● **What this task involves**
Shift each box coordinate in the material up by 91, and write out every line from the one containing "Highlight the wooden post." up to and including the one containing "[193,235,316,313]". Keep the text lines in that span unchanged.

● **Task material**
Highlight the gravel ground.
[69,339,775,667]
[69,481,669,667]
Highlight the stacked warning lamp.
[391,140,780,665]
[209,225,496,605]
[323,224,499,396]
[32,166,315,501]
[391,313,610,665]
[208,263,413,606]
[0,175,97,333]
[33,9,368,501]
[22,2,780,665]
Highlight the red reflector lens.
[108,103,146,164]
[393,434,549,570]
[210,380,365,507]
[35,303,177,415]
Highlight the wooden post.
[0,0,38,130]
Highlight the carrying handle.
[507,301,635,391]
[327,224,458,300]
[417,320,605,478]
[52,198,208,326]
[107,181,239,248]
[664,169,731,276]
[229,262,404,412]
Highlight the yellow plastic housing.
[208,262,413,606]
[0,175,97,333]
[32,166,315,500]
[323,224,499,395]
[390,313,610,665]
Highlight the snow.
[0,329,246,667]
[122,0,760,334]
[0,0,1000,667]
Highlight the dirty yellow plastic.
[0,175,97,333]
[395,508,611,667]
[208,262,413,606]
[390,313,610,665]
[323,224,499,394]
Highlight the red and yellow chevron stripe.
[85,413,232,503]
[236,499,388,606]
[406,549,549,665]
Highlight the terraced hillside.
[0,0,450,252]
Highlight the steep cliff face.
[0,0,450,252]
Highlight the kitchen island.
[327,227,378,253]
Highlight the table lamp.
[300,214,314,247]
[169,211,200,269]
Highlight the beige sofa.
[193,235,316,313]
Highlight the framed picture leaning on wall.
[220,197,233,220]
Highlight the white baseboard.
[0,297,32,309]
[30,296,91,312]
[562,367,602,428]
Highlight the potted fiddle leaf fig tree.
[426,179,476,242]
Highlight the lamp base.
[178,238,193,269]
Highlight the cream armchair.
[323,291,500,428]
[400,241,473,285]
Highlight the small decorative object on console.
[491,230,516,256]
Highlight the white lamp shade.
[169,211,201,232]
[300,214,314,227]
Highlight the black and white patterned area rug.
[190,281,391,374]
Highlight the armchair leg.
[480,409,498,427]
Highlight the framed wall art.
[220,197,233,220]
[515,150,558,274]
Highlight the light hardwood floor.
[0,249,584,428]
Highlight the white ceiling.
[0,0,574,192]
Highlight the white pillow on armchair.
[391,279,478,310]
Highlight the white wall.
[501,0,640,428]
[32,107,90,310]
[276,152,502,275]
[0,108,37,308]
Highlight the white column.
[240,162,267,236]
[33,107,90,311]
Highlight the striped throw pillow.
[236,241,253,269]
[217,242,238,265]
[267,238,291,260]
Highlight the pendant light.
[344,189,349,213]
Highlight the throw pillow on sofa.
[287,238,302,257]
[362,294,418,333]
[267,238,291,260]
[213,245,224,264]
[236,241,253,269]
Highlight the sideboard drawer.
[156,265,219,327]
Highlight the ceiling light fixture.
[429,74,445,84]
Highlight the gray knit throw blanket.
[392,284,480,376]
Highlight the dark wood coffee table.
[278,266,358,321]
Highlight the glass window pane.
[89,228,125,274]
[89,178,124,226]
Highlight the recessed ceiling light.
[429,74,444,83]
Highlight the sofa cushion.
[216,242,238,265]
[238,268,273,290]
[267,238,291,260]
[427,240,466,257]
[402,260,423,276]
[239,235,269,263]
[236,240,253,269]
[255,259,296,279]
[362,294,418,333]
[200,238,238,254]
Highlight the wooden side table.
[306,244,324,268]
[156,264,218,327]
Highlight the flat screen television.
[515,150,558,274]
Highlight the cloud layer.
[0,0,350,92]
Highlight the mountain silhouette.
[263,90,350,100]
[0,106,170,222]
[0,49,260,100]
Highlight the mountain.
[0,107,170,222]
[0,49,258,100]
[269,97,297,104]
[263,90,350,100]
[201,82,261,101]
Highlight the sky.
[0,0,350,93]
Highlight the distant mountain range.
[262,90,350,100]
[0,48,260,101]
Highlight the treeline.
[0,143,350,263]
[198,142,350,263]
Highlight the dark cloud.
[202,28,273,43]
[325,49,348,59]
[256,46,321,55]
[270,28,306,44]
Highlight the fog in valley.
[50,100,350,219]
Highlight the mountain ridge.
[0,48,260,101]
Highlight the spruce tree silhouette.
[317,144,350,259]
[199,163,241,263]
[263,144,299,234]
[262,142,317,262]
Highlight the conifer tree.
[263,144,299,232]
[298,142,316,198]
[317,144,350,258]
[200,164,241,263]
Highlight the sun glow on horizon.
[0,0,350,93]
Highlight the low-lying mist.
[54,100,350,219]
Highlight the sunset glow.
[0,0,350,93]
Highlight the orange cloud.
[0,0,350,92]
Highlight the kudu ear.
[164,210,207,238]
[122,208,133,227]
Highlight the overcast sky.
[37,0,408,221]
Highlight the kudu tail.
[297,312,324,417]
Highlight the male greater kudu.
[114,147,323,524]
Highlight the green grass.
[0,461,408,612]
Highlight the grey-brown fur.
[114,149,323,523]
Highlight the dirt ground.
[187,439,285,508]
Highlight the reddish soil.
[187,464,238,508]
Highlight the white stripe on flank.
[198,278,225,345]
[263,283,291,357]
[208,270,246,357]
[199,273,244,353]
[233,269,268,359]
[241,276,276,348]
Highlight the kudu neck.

● **Result**
Highlight the wooden post.
[91,91,129,221]
Highlight the carrying handle.
[598,392,726,482]
[418,315,549,391]
[508,411,696,569]
[143,289,299,417]
[198,272,330,339]
[755,260,822,367]
[320,353,495,503]
Highlight the yellow plastic housing.
[299,353,504,697]
[91,266,188,424]
[123,257,406,591]
[414,315,590,486]
[481,404,701,756]
Highlight the snow.
[91,420,337,758]
[213,91,851,425]
[91,91,1091,758]
Highlight the dirty yellow plastic.
[91,266,188,424]
[486,599,702,758]
[299,353,504,697]
[481,404,701,756]
[414,315,590,485]
Highlight the red and yellow chevron stripe.
[176,504,323,594]
[327,590,479,697]
[497,640,640,756]
Highlight the terraced hillside.
[91,91,541,343]
Highlight the steep cliff face.
[91,91,541,343]
Highlight the kitchen island.
[418,318,469,344]
Highlight the table lamp.
[391,305,405,338]
[260,302,291,360]
Highlight the beige sofa.
[284,326,407,404]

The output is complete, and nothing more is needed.